*Problem description:*
Reproduce all of the material below line for line, changing nothing.
··········
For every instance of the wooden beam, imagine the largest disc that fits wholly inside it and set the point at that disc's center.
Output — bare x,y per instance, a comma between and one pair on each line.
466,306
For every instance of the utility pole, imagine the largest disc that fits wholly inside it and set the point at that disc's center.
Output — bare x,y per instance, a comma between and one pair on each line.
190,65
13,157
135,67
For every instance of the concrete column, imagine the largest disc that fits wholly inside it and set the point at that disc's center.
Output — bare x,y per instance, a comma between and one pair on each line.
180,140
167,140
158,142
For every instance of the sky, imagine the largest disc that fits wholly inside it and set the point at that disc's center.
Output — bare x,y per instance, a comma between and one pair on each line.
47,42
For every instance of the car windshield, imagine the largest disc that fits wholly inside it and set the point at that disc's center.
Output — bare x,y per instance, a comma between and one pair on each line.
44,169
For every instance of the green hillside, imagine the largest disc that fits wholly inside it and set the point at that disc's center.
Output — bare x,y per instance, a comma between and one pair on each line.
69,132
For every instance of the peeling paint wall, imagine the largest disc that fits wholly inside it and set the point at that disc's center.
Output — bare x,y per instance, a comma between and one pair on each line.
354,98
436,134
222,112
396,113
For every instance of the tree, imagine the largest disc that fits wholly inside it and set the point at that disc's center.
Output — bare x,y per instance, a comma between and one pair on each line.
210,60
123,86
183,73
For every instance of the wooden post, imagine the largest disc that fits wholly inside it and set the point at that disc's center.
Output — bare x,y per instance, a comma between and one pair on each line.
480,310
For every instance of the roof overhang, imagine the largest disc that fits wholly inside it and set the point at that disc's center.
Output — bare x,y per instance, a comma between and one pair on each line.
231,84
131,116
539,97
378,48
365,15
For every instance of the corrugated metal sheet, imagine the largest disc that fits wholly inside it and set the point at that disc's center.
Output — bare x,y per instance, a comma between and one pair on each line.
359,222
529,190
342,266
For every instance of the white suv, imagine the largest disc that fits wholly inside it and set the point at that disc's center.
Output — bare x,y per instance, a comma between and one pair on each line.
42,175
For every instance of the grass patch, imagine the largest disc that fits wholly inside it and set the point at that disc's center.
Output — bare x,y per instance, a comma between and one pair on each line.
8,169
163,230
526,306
··········
*The output:*
For every instance of the wooden beam, imagine the largest disc that fits wholly inside it and set the point at that disc's center.
Output — bare x,y per instance, a comma between and one pair on each line.
466,306
For every instance of the utility pole, imagine the largest disc that fits wholly inside it and set the point at that disc's center.
Output — bare x,y per instance, a comma between and one pair on each line.
190,65
13,157
135,67
For every instance of the concrete column, imagine the largest disc that fits wholly inside it and set the point at that disc's center.
Output — bare x,y per instance, a comma between and one pair on each line.
180,140
167,140
158,142
For every instance of the sky, imagine the largest disc that fits wholly inside it and set the point at that disc's center.
Output — bare x,y per instance, a comma between and one pair on each line.
47,42
For every instance of the car windshield, imagine the largest disc that fits wholly inside it and set the point at that disc's center.
Output — bare x,y per instance, a comma between and one pair on each line.
44,169
For every instance of the green hillside, imagine the largest disc that fits wholly inside it and set the point at that disc's center.
Output — bare x,y per instance, a comma between and one pair on each line.
69,132
For every instance of the peeling paint wall, imagine the largest disc that fits wholly inside it and set the point at that disc's center.
Output — bare x,y per instance, a comma between and one pair on each line.
354,98
436,134
222,112
396,113
For every instance of the tree, imagine the largest disc that fits wholly inside it and set the point at that disc's center.
Output — bare x,y per instance, a comma between and one pair on each line.
210,60
123,86
183,73
For every instance of the wooden post, imagine the largest disc that fits wholly inside it and set the point at that disc's center.
Output — bare x,y per instance, a comma between and one pair on each line.
480,310
For every instance of the roof overhang, imagine the largest disc that fits wholly inside it and set the point at that disc's center.
Output — bare x,y per instance, a comma between and one pair on each line.
231,84
131,116
539,97
378,48
365,15
For every instance of the corrugated metal sheet, imagine the largest disc that fits wholly inside it and set the point at that disc's center.
Output — bare x,y per instance, a comma between and one pair on each line.
359,222
529,190
342,266
For every instance of the white suv, imagine the largest disc that fits wholly inside it and set the point at that disc's center.
Output — bare x,y per instance, a comma between and one pair on each line.
42,175
For every instance of the grass patch, imagine the largest disc that fits wholly inside it and set the point at that disc's center.
Output — bare x,y per instance, a comma between and one pair on each line.
8,169
163,230
526,306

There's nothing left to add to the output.